= EXERCISE INSTRUCTIONS =
Your answer should be the entries below, reproduced character for character.

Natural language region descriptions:

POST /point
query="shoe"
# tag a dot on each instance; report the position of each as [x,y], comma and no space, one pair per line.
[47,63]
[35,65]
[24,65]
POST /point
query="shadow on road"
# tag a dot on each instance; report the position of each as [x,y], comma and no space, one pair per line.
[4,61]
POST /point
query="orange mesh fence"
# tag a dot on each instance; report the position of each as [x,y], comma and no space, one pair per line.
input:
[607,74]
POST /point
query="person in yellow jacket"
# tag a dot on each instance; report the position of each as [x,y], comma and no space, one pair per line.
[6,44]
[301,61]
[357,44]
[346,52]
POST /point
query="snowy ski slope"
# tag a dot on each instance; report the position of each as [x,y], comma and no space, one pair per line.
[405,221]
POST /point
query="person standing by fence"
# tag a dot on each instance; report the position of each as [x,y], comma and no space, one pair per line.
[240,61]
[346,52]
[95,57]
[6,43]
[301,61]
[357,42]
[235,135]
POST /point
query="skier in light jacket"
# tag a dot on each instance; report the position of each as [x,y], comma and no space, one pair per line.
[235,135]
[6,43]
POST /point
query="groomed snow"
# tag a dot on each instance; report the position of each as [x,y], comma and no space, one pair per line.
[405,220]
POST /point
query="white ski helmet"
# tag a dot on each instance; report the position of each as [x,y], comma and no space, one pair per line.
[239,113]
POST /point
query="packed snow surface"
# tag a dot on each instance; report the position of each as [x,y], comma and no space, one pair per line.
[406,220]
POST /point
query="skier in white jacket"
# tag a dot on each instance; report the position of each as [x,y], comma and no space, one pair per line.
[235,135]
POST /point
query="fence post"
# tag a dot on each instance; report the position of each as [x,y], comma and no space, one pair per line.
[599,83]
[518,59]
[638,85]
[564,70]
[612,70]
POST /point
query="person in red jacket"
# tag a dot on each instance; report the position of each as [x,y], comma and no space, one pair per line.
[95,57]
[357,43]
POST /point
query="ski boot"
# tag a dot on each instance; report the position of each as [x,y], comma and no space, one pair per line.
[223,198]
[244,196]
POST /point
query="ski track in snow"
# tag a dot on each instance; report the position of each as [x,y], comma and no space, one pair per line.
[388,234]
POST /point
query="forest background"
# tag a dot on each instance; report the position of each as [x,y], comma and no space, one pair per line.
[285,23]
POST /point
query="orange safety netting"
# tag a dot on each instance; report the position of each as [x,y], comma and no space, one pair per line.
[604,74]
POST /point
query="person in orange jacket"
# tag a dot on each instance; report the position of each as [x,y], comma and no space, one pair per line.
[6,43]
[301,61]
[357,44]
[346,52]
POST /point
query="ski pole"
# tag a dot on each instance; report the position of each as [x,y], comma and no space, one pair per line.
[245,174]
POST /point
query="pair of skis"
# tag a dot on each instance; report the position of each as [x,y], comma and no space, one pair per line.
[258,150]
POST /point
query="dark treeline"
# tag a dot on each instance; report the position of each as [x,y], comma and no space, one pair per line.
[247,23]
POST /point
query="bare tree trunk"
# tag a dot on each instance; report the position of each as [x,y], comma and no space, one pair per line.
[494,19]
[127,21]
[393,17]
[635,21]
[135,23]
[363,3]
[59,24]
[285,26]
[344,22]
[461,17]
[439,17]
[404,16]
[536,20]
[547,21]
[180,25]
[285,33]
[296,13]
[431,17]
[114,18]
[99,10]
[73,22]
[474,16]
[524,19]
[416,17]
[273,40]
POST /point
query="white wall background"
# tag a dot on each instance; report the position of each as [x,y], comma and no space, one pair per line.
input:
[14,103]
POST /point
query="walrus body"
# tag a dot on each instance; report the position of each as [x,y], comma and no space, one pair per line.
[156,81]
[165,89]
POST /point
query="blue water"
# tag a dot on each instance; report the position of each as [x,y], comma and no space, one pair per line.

= SOLUTION BELOW =
POST /point
query="shoe"
# tag a dot on each instance; report the position of each as [x,y], comma and no space, one pair per line.
[47,63]
[35,65]
[24,65]
POST /point
query="shadow on road"
# tag a dot on each instance; report the position of each as [x,y], comma and no space, one pair per line.
[4,61]
POST /point
query="orange mesh fence"
# tag a dot on each instance; report the position of each as [x,y], comma and no space, one pair per line.
input:
[607,74]
POST /point
query="person in yellow jacket"
# tag a dot on each instance; report the position of each as [x,y], comma and no space, one pair per line.
[6,44]
[301,61]
[357,44]
[346,52]
POST /point
query="snowy ski slope"
# tag a dot on each instance; report the position of each as [x,y], comma and no space, one pair per line.
[405,221]
POST /point
query="person standing by fence"
# tag a dot on each instance; report the position of each as [x,y], comma and no space, one pair per line.
[240,61]
[346,52]
[95,57]
[6,43]
[301,61]
[357,42]
[235,135]
POST /point
query="skier in light jacket"
# tag a dot on each instance; report the position of each as [x,y], comma and no space, one pair per line.
[235,135]
[6,43]
POST /point
query="groomed snow"
# tag a dot on each instance; report the position of each as [x,y], comma and no space, one pair per line.
[405,220]
POST /point
query="white ski helmet"
# tag a dot on each instance; report the position of each as [x,y], comma and no space, one pair per line.
[239,113]
POST /point
query="packed snow surface"
# tag a dot on each instance; report the position of each as [x,y], comma and no space, one pair per line.
[406,220]
POST /point
query="skier in white jacket"
# tag a dot on each instance; report the position of each as [x,y], comma and no space, one pair per line.
[235,135]
POST /point
query="fence post"
# tag a dot on each instance; report the position of each as [x,y], comma and no space, one pair per line.
[599,83]
[518,59]
[638,85]
[564,70]
[612,70]
POST /point
query="person in red jacket"
# tag a dot on each instance; report the position of each as [x,y], comma and no space, one pair per line.
[95,57]
[357,43]
POST /point
query="ski boot"
# tag a dot on each instance; report the position of each as [x,y], comma and no space, one pair per line.
[223,198]
[244,196]
POST /point
query="ski track in snow"
# tag a dot on each instance; report the position of each as [x,y], comma and no space, one pair per line.
[388,234]
POST /point
query="forest background"
# tag a dot on each instance; report the position of each as [x,y], comma and no space, one pair per line.
[285,23]
POST /point
query="orange safety netting"
# tag a dot on each instance; report the position of each as [x,y], comma and no space, one pair per line.
[604,74]
POST /point
query="person in orange jacket"
# tag a dot on each instance; report the position of each as [x,y], comma and no space, one pair per line.
[6,43]
[301,61]
[357,44]
[346,52]
POST /point
query="ski pole"
# tag a dot on each instance; report the position of each as [x,y], comma and no space, one pair per line.
[245,174]
POST /point
query="pair of skis"
# tag a dot on each instance; report the position of each as [x,y], comma and no space, one pair per line.
[258,150]
POST /point
query="dark treeline"
# tag a dot on each instance; report the position of each as [x,y], comma and no space, one pair per line.
[247,23]
POST /point
query="bare tree trunk"
# tag a dot on each instance; report the position of each as [x,y], comma and no space, one pair per line.
[494,19]
[127,21]
[393,17]
[635,21]
[135,23]
[363,3]
[59,24]
[285,26]
[344,22]
[461,17]
[439,17]
[404,16]
[536,20]
[547,21]
[180,25]
[285,33]
[296,13]
[431,17]
[114,18]
[99,10]
[73,22]
[474,16]
[524,19]
[416,17]
[273,40]
POST /point
query="white wall background"
# tag a dot on each instance; report the position of each as [x,y], comma and no space, one pair per line.
input:
[14,103]
POST /point
query="walrus body"
# tag a dot on each instance; report the position of each as [x,y], comma and no space, one pair per line.
[156,81]
[165,89]
POST /point
query="blue water"
# tag a dot on each instance; report the position of each as [x,y], comma and no space, one pair per line.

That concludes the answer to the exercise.